┌────────

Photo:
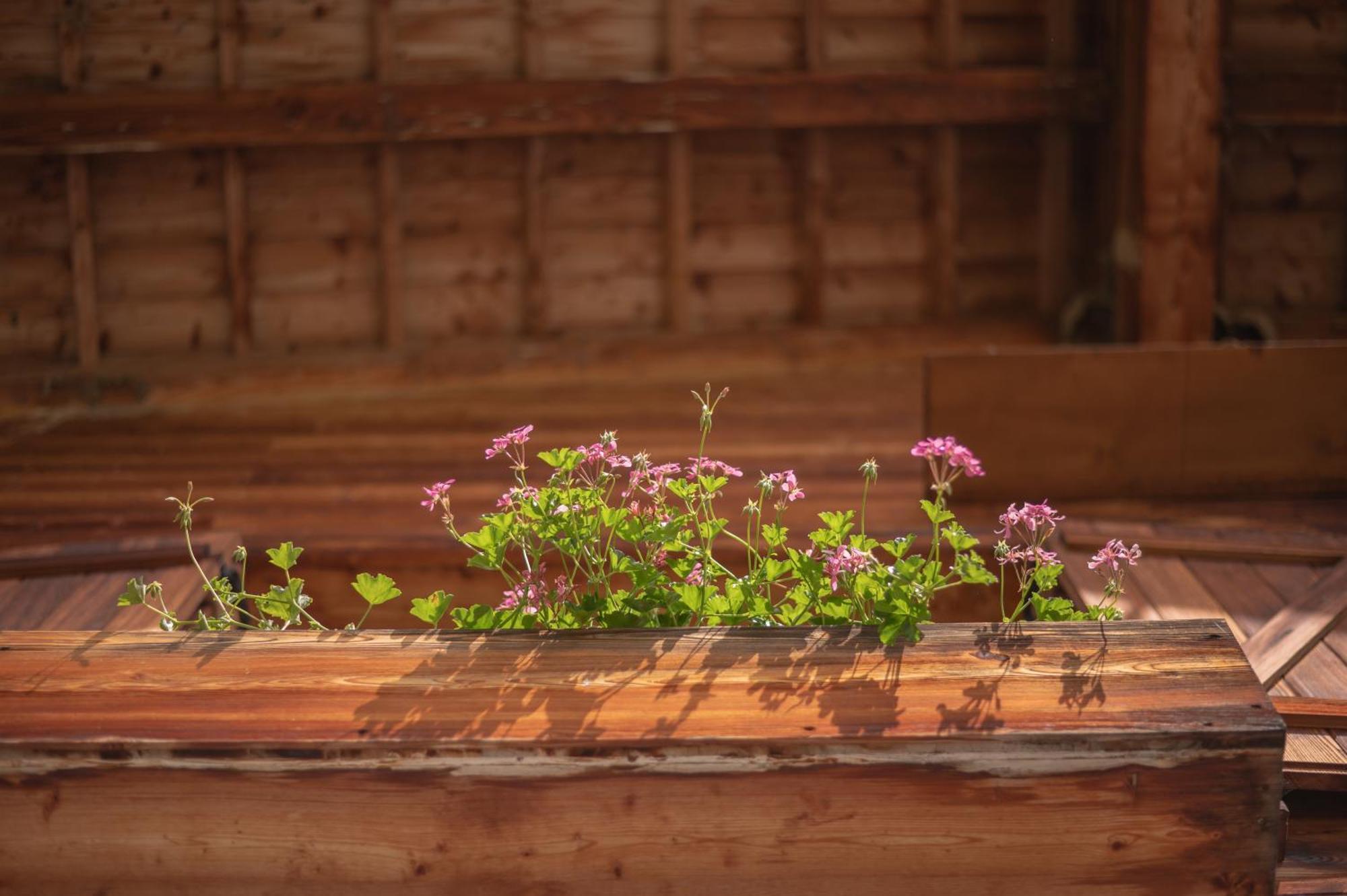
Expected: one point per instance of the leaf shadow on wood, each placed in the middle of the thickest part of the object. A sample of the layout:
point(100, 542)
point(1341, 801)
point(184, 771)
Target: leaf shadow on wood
point(576, 688)
point(1082, 676)
point(1007, 645)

└────────

◆ Problem description:
In the listing above, find the line with "Expected: one point", then copy it and every later line exactly, through the last line, and nothing else.

◆ Answer space:
Expected: one point per instance of the leaf shadow on wood, each placed in the middle of the thickest part of the object. A sample of the layout:
point(100, 542)
point(1341, 801)
point(184, 771)
Target: leaf shadow on wood
point(576, 688)
point(1082, 676)
point(1007, 645)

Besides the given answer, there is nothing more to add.